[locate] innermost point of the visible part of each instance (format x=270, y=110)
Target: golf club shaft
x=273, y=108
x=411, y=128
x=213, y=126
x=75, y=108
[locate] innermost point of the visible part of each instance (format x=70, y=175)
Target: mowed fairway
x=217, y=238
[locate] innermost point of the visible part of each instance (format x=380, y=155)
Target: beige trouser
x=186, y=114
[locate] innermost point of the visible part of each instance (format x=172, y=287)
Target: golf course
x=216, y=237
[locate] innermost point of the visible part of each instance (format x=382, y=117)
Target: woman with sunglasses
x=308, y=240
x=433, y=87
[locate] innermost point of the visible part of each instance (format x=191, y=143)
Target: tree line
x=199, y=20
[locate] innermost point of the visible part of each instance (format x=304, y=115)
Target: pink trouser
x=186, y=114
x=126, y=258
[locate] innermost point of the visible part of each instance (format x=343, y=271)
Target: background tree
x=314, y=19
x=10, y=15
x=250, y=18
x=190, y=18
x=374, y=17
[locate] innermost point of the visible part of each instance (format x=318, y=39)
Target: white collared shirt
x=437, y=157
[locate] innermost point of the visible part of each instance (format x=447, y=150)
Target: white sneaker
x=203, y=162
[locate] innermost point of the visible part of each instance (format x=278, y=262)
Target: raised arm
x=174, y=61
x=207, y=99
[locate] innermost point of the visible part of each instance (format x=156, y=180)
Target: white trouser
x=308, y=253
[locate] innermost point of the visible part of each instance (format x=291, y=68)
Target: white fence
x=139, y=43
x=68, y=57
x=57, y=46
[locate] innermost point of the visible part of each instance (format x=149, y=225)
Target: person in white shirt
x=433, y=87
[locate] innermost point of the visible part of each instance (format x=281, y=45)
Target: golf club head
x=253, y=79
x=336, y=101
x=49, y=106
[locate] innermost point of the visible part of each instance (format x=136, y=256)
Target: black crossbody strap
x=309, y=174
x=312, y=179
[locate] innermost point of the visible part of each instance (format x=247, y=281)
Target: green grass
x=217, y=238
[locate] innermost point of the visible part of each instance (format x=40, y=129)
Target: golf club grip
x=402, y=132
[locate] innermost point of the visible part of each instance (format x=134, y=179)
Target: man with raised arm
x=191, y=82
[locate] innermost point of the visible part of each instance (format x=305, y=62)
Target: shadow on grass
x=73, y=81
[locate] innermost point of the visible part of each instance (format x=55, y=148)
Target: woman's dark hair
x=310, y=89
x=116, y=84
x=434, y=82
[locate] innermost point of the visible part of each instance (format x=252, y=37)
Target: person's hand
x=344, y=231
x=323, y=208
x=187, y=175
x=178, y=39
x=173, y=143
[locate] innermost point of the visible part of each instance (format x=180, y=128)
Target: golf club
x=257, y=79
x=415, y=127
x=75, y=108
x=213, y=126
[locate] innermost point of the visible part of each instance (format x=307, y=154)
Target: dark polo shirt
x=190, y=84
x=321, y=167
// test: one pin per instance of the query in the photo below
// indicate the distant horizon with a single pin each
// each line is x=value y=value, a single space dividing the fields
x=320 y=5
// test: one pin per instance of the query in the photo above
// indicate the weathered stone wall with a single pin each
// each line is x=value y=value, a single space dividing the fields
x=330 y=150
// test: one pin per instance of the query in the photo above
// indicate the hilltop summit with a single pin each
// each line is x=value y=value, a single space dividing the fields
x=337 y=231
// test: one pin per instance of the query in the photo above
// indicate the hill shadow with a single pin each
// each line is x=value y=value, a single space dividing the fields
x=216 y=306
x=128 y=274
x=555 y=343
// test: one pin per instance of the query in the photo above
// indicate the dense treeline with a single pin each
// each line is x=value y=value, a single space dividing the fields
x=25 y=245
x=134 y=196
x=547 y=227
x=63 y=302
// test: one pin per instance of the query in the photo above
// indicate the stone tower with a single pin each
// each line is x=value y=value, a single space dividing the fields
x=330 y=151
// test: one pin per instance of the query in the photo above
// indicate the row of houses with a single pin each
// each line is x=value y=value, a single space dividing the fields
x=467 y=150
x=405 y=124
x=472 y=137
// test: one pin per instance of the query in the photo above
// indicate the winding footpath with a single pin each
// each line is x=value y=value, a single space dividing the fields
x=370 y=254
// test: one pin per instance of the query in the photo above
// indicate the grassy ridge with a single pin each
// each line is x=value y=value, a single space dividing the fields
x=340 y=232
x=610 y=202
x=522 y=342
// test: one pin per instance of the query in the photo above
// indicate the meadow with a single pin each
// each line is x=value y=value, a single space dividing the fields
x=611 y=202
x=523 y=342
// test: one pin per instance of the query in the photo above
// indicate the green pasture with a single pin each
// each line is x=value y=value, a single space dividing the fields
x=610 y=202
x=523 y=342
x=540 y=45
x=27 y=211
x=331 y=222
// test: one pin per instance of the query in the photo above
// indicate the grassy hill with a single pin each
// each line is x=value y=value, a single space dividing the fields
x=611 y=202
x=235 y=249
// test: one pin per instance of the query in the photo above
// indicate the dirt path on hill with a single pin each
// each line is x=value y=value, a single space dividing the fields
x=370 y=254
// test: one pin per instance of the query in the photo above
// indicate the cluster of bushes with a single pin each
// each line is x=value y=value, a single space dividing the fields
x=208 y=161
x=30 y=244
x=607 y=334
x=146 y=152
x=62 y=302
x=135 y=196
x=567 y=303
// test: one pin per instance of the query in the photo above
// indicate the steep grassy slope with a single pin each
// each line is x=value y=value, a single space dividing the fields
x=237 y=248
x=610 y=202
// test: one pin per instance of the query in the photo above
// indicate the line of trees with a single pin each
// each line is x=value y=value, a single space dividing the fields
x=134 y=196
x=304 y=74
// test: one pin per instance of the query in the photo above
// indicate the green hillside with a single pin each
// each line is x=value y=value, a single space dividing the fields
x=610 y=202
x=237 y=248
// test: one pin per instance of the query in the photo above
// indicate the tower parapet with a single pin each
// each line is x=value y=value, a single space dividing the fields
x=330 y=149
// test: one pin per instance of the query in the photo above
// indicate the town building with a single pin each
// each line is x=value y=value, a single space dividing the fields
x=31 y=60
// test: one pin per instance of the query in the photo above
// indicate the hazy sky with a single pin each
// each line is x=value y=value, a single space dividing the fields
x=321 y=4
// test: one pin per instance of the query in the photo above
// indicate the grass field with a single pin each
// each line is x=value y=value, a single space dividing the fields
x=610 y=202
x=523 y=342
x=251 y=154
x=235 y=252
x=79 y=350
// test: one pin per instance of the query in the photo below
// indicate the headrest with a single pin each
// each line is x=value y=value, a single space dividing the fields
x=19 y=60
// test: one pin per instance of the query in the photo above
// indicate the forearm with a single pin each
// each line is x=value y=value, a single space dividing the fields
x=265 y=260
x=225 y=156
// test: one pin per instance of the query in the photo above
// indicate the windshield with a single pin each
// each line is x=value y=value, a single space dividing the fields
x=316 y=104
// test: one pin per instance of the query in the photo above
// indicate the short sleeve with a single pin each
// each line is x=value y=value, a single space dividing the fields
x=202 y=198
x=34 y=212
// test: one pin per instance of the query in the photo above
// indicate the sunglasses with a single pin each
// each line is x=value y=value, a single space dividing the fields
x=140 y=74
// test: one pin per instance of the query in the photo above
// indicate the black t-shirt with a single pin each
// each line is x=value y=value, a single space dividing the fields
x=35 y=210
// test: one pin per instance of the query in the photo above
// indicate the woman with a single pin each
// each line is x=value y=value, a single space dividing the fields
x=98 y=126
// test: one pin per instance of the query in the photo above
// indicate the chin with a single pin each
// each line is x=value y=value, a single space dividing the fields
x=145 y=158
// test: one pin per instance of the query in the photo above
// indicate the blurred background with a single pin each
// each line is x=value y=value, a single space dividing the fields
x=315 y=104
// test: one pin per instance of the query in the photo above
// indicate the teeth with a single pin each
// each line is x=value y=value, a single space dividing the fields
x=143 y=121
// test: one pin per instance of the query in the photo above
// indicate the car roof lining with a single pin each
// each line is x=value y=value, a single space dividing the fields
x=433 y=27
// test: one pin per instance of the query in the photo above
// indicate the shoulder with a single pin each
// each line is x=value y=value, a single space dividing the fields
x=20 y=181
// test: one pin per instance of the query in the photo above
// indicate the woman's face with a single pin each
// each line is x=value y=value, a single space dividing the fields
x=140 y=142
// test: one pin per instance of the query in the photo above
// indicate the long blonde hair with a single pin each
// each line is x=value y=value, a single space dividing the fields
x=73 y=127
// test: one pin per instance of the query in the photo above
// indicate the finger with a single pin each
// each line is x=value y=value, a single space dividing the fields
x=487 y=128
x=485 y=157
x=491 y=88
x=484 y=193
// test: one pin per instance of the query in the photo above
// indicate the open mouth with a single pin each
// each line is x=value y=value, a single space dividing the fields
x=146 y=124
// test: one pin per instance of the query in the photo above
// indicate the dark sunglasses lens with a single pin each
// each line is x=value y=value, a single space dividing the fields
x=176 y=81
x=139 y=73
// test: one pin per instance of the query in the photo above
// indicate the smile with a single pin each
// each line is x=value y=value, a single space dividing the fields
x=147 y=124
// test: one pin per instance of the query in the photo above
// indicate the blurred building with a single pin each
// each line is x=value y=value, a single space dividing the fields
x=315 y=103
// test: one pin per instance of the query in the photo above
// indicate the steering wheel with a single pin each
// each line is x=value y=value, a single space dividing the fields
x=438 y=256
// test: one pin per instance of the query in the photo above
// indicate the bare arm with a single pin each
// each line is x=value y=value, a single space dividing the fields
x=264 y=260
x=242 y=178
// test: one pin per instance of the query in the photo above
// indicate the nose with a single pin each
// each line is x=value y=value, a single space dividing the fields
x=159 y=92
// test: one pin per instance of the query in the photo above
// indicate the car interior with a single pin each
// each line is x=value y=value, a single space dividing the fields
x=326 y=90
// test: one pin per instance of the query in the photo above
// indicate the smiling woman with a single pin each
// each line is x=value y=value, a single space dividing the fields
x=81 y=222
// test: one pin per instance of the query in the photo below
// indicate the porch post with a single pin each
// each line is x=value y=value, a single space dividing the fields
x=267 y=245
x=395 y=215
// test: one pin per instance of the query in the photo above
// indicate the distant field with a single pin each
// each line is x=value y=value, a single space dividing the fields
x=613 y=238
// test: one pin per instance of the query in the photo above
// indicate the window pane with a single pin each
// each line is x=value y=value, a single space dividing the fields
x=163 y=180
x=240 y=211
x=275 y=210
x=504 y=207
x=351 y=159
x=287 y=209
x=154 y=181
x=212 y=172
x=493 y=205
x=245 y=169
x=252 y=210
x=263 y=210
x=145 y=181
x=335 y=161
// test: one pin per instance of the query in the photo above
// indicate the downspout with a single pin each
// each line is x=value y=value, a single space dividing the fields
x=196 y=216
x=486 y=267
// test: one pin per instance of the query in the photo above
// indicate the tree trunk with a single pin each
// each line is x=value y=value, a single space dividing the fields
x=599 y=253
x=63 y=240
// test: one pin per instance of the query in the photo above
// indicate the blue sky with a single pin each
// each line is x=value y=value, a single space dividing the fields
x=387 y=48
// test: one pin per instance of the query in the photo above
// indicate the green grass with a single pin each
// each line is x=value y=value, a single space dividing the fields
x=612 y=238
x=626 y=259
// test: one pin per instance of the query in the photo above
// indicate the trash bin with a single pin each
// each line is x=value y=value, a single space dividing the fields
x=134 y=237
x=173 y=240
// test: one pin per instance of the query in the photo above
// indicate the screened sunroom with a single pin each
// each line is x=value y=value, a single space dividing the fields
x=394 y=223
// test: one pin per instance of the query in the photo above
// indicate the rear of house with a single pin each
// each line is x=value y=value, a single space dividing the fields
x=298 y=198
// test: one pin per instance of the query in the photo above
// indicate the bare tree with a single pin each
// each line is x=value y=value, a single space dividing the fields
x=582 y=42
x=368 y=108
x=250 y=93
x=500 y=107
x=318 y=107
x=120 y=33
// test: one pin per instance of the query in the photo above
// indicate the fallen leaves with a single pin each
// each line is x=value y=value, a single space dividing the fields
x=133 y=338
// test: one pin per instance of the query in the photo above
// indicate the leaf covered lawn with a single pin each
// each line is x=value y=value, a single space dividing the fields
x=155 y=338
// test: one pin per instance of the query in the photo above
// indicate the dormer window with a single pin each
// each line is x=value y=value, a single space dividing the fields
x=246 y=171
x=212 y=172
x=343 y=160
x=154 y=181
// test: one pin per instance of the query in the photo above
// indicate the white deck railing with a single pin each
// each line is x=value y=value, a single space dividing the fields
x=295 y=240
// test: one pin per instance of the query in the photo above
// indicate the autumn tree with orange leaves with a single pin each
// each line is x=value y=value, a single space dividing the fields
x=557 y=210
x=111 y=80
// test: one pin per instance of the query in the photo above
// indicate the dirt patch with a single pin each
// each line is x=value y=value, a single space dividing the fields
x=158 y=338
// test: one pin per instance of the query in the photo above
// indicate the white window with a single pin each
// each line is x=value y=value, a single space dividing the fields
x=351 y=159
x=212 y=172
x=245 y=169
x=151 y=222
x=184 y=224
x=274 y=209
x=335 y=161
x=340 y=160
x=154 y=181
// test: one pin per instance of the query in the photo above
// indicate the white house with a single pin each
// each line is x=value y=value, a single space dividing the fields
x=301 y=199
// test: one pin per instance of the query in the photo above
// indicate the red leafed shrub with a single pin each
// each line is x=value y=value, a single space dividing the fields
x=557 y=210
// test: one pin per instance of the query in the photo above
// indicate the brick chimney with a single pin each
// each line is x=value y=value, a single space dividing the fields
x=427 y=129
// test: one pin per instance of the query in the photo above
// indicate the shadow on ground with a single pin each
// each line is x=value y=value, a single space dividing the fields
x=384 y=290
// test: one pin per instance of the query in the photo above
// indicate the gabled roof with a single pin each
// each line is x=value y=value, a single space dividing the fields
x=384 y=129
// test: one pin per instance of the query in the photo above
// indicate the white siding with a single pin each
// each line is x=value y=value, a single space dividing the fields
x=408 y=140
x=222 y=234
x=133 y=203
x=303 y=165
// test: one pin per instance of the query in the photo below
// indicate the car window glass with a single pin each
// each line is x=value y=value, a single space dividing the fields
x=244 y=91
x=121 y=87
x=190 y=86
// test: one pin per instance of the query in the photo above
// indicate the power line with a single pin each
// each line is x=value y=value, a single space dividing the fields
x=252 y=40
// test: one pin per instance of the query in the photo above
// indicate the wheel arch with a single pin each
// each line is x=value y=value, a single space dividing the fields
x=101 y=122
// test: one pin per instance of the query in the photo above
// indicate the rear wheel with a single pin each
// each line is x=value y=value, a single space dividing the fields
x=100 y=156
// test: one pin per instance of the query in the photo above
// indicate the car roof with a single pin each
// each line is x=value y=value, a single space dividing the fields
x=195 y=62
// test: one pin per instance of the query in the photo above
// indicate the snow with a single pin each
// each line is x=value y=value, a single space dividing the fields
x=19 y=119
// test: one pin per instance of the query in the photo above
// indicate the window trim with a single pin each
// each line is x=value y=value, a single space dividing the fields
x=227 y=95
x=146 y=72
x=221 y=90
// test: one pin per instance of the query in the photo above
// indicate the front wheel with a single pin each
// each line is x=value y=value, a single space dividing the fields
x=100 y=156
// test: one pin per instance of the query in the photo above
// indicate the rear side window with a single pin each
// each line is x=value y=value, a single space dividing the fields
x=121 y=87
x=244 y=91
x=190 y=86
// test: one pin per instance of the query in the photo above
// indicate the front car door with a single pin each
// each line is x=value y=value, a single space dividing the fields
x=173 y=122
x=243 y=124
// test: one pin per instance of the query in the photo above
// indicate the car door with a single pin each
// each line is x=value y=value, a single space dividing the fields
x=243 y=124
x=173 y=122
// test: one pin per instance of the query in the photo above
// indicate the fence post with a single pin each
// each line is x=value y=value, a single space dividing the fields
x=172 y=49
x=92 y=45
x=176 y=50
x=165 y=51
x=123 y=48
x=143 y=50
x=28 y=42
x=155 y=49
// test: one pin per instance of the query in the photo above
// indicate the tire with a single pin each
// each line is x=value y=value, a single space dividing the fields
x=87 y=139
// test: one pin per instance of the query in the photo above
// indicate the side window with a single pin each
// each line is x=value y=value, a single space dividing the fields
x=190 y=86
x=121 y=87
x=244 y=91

§ DO THIS: Reproduce, unchanged, the part of the listing above that opens with its first line and closes with the line containing "x=203, y=162", including both of those lines.

§ RIGHT ANSWER:
[locate] innermost point of the visible part of each instance (format x=270, y=110)
Target: golf club shaft
x=273, y=108
x=411, y=128
x=213, y=126
x=75, y=108
[locate] innermost point of the visible part of each instance (format x=70, y=175)
Target: mowed fairway
x=217, y=238
[locate] innermost point of the visible part of each instance (format x=380, y=155)
Target: beige trouser
x=186, y=114
[locate] innermost point of the visible part of each instance (format x=172, y=287)
Target: golf course
x=216, y=237
[locate] innermost point of the visible part of each instance (format x=382, y=117)
Target: woman with sunglasses
x=308, y=240
x=433, y=87
[locate] innermost point of the visible part of each instance (format x=191, y=143)
Target: tree line
x=199, y=20
[locate] innermost point of the visible part of each instance (format x=304, y=115)
Target: pink trouser
x=186, y=114
x=126, y=258
[locate] innermost point of the visible part of each instance (format x=343, y=271)
Target: background tree
x=314, y=19
x=10, y=15
x=250, y=18
x=190, y=18
x=374, y=17
[locate] innermost point of the visible part of each instance (format x=318, y=39)
Target: white collared shirt
x=437, y=157
[locate] innermost point of the visible part of each instance (format x=447, y=150)
Target: white sneaker
x=203, y=162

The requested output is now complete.